--- Stated task ---
Can you turn all of the records below into a Markdown table with the columns "Row" and "Line text," giving each line its own numbered row, skipping blank lines, and leaving the pictures out?
-- START OF Entries provided --
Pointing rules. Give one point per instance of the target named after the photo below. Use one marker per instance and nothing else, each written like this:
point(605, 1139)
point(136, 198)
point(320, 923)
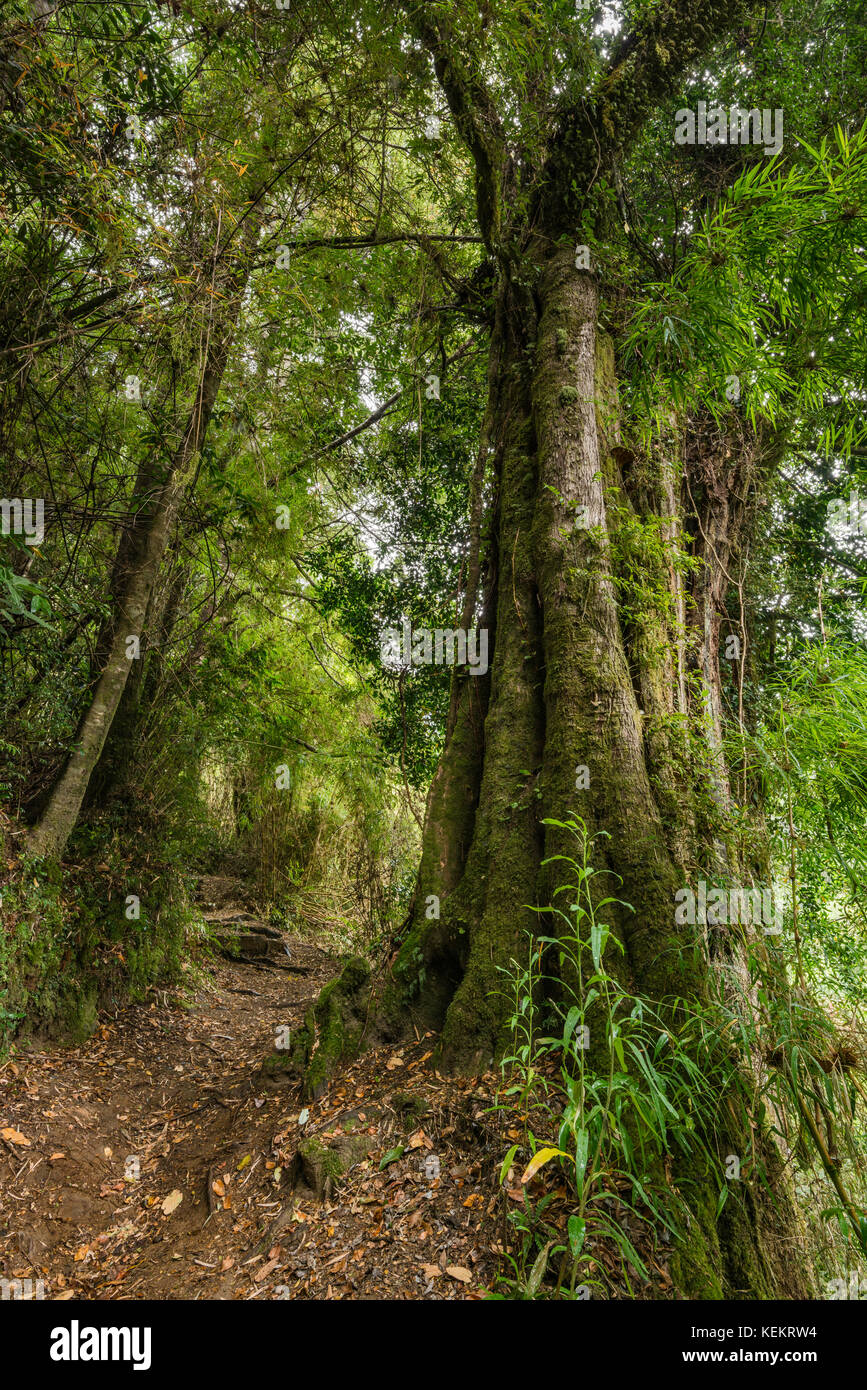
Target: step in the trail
point(235, 925)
-- END OF Entries provided --
--- Output below ---
| Row | Line text |
|---|---|
| 1 | Pointing rules. Give one point per instance of the target named after the photo below. Use one marker per instance and nothing else, each written like this: |
| 2 | point(605, 1139) |
| 3 | point(136, 198) |
| 4 | point(320, 923) |
| 5 | Target: step in the trail |
| 6 | point(235, 925) |